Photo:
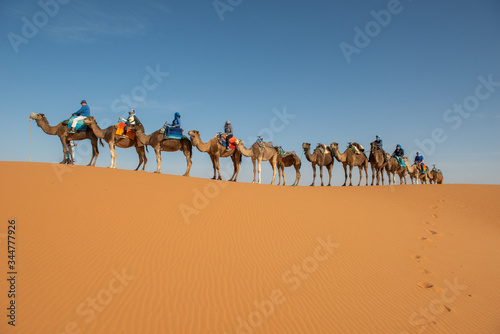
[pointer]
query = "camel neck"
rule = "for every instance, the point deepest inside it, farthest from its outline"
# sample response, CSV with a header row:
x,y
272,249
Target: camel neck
x,y
202,147
310,157
243,150
50,130
97,130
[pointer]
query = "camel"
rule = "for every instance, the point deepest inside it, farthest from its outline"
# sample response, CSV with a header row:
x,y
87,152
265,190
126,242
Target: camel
x,y
159,144
392,167
216,151
322,159
61,130
349,158
288,161
259,151
113,140
377,163
415,173
435,175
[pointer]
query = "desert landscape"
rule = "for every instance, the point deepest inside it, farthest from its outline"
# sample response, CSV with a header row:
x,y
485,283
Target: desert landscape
x,y
99,250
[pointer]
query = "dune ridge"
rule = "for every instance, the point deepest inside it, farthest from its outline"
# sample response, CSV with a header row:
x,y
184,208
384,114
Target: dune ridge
x,y
118,251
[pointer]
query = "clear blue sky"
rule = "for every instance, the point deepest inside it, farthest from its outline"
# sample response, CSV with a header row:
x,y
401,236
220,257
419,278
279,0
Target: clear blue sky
x,y
345,70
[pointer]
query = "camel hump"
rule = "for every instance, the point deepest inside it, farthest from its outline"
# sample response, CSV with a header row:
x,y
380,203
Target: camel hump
x,y
264,144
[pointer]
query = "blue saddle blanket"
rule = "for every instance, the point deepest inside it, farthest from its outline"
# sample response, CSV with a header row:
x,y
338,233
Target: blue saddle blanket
x,y
172,133
80,126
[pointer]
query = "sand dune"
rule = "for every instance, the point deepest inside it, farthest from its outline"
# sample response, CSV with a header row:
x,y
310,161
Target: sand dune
x,y
117,251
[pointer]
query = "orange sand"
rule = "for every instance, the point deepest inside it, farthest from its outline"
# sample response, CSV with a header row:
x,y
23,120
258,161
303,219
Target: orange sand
x,y
117,251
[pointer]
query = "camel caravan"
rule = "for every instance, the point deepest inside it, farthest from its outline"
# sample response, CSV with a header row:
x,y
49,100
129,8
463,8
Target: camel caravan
x,y
170,138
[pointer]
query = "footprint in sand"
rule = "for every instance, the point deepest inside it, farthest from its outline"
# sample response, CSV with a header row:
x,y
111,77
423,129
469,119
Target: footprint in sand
x,y
425,285
424,239
416,257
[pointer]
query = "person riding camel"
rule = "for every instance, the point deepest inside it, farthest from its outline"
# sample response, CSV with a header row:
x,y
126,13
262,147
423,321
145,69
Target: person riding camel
x,y
176,123
228,131
131,120
399,154
419,161
378,143
80,114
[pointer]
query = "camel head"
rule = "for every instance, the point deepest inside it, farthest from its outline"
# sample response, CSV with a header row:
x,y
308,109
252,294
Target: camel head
x,y
36,116
89,120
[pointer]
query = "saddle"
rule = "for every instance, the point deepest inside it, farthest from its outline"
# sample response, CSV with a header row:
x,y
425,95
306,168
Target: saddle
x,y
434,169
422,167
172,133
323,149
356,148
80,126
263,145
222,140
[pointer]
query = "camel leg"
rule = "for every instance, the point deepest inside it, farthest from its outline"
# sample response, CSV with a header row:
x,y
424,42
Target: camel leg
x,y
234,168
273,164
187,154
70,154
111,153
330,169
213,165
95,152
297,175
321,174
366,172
314,174
360,174
158,159
259,169
141,152
217,166
373,175
65,151
253,162
350,174
283,173
145,158
345,174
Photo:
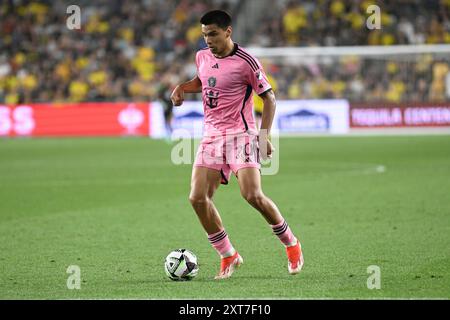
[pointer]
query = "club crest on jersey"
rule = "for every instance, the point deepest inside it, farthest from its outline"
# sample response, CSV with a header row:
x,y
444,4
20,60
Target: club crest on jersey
x,y
212,81
211,98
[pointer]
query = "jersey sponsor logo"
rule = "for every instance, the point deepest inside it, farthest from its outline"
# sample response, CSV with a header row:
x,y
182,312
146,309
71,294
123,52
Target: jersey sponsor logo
x,y
211,98
212,81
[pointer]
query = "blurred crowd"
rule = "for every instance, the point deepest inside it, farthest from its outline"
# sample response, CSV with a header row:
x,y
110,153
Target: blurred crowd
x,y
343,23
138,50
125,50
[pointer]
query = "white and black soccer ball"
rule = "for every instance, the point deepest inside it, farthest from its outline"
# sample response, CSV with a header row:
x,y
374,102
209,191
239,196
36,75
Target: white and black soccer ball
x,y
181,265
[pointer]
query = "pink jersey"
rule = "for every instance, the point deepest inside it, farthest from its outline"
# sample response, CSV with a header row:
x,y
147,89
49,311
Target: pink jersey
x,y
227,86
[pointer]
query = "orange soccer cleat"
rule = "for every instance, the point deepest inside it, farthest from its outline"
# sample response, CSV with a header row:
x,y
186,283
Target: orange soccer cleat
x,y
228,265
295,258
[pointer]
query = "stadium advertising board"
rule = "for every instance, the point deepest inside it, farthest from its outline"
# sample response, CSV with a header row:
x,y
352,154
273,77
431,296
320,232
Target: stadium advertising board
x,y
291,117
385,116
75,119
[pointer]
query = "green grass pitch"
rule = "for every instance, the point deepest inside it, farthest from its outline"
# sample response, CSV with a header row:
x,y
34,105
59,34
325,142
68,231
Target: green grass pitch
x,y
116,207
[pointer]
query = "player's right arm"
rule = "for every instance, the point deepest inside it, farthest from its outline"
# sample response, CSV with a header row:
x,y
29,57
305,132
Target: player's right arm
x,y
191,86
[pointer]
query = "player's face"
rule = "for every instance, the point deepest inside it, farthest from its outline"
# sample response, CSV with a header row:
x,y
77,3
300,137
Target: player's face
x,y
216,38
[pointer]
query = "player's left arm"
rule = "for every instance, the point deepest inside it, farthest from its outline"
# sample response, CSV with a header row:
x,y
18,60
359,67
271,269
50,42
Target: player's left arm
x,y
268,114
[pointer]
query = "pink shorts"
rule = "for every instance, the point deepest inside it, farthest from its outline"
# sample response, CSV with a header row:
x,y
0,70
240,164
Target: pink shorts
x,y
228,153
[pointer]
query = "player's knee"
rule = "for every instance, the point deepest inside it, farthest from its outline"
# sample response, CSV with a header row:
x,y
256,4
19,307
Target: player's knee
x,y
253,197
198,199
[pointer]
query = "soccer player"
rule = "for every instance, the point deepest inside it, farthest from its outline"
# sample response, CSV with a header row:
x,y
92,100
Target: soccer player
x,y
227,76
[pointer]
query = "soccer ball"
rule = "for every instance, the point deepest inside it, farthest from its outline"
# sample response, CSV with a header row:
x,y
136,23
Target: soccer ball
x,y
181,265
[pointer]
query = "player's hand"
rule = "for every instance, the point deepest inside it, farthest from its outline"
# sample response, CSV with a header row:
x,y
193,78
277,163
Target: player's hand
x,y
266,148
177,96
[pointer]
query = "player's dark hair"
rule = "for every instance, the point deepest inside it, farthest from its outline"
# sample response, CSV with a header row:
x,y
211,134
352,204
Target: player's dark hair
x,y
217,17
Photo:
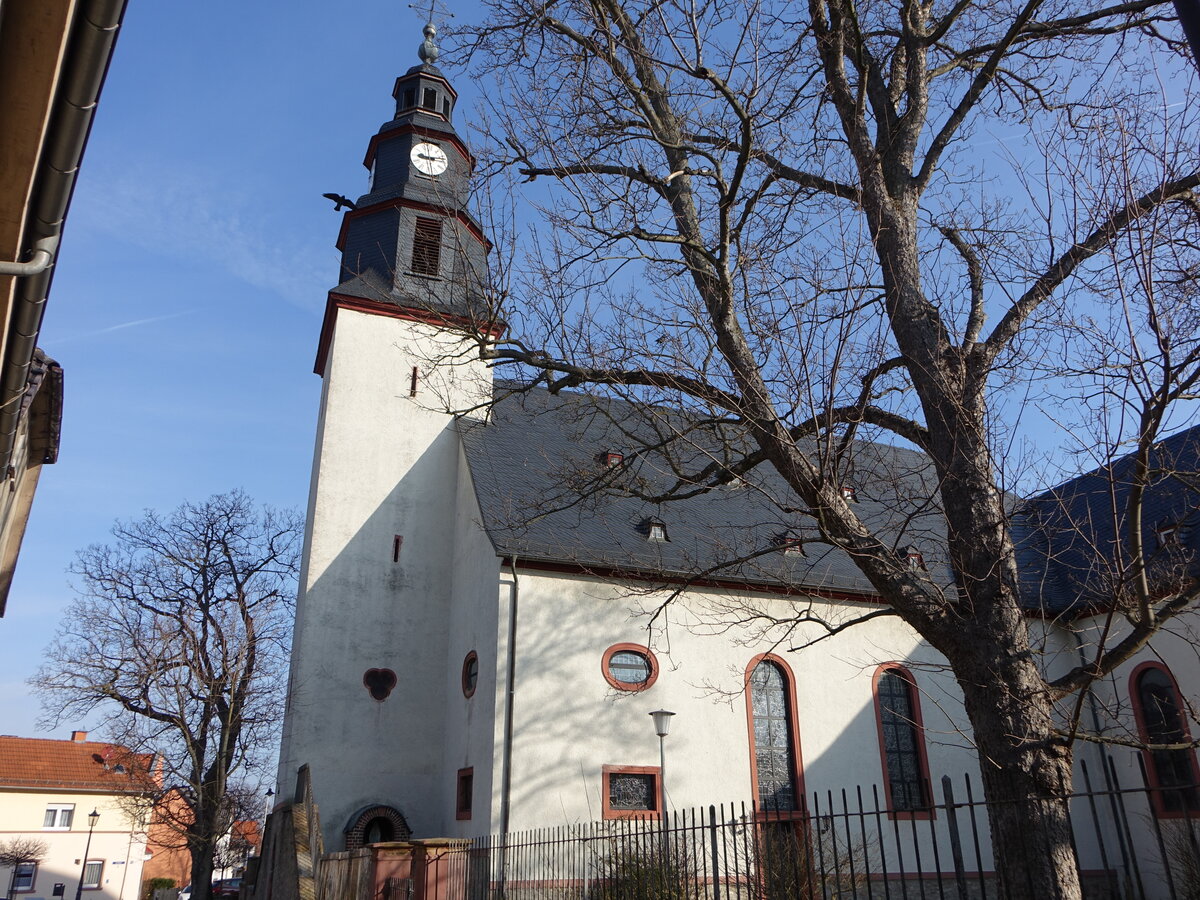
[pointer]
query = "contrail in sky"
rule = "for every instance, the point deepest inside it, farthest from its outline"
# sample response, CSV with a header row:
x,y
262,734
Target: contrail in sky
x,y
118,328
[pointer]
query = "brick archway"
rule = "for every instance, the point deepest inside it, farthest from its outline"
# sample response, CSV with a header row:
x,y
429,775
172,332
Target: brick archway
x,y
389,822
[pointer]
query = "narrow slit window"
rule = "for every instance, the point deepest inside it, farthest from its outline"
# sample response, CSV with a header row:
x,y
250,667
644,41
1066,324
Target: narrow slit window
x,y
427,246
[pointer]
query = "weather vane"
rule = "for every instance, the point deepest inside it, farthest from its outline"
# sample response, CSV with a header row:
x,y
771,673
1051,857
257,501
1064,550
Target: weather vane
x,y
429,51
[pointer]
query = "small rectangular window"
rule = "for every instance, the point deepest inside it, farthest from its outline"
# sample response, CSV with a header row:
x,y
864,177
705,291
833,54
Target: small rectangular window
x,y
427,246
630,791
59,816
24,876
463,793
93,870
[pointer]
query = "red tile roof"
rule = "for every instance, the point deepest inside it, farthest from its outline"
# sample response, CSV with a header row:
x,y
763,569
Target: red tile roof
x,y
71,765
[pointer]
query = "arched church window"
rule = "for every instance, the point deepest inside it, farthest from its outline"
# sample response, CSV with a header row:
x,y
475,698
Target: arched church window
x,y
901,742
1173,773
773,737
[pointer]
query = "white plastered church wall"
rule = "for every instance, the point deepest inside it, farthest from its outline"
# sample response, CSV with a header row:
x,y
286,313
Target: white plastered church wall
x,y
388,463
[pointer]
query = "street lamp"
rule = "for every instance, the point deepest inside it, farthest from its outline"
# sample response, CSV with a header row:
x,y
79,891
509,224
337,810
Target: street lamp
x,y
663,727
93,817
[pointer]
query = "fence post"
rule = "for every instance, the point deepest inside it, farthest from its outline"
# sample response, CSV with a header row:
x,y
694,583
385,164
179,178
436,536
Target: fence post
x,y
952,822
712,843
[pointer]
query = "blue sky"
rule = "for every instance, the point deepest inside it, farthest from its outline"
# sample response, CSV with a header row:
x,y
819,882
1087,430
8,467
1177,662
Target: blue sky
x,y
186,306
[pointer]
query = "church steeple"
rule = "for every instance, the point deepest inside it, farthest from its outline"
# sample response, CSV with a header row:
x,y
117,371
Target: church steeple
x,y
412,241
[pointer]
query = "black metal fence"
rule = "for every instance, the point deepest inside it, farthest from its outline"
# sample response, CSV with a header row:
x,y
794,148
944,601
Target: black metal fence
x,y
839,844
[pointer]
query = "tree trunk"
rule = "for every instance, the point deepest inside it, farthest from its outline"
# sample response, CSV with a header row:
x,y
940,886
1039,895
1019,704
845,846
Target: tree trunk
x,y
202,873
1026,773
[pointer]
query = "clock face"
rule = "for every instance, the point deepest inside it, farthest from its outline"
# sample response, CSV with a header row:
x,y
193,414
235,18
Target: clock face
x,y
430,159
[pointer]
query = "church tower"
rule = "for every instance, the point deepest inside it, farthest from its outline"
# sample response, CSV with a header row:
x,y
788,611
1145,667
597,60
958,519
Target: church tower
x,y
366,695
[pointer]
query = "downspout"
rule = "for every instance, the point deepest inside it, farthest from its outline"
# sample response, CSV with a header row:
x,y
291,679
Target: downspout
x,y
507,773
89,53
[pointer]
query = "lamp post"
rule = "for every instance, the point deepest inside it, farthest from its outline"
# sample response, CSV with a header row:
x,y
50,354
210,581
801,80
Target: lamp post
x,y
93,817
663,727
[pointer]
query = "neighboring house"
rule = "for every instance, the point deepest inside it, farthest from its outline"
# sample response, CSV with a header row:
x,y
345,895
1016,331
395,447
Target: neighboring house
x,y
53,59
167,856
471,649
48,791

***

• _Stated problem_:
State only how many lines of the records above contain the string "white", treating uppercase and lowercase as distinct.

• _The response_:
4